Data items
--- BEGIN ---
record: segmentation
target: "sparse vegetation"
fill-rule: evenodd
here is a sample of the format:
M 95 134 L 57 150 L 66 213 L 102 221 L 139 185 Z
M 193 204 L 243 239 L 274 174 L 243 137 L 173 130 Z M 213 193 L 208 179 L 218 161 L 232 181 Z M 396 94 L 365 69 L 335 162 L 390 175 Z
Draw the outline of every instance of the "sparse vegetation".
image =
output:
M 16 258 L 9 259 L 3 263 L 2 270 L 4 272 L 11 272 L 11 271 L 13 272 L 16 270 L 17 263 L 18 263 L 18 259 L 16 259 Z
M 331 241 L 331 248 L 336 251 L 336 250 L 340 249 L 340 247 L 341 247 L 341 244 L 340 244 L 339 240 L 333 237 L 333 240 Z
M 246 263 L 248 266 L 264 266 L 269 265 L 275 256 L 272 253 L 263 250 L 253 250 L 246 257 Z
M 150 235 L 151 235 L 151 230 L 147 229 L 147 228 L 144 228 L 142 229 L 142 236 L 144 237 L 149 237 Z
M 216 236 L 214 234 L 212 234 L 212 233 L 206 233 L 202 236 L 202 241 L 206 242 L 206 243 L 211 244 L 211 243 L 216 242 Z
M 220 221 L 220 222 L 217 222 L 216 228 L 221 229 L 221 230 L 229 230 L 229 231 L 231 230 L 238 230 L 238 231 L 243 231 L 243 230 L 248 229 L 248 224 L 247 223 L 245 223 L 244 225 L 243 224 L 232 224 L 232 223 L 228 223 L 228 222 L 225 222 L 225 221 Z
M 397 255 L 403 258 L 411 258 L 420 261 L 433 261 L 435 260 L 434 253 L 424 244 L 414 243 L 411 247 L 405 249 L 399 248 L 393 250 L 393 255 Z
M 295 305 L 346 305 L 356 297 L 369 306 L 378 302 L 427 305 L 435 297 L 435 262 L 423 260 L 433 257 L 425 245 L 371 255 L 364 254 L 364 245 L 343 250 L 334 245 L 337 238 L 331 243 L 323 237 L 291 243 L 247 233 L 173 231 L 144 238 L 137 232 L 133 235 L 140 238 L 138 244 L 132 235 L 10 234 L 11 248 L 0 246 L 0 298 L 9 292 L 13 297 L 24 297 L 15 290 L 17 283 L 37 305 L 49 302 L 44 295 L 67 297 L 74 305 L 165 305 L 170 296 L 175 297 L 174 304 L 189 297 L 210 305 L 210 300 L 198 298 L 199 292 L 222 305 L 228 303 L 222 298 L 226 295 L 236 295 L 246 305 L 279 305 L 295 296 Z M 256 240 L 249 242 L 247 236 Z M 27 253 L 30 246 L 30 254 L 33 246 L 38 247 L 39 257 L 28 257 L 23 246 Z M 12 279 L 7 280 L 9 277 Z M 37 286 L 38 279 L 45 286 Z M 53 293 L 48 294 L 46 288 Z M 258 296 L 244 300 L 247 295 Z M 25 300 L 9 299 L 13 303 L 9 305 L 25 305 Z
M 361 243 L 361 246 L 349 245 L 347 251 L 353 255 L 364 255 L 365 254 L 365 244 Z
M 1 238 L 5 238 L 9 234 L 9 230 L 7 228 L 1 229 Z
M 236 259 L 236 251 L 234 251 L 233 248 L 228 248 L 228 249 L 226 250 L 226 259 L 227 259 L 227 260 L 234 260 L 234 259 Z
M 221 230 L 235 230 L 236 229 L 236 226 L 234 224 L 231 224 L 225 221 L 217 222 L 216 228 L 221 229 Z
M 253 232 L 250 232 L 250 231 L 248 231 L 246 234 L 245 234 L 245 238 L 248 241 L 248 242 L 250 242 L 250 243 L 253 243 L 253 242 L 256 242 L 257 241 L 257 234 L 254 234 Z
--- END ---
List every line of the data above that contains the string "sparse", matching case exactly.

In response:
target: "sparse vegetation"
Draw the outline of every instance of the "sparse vegetation".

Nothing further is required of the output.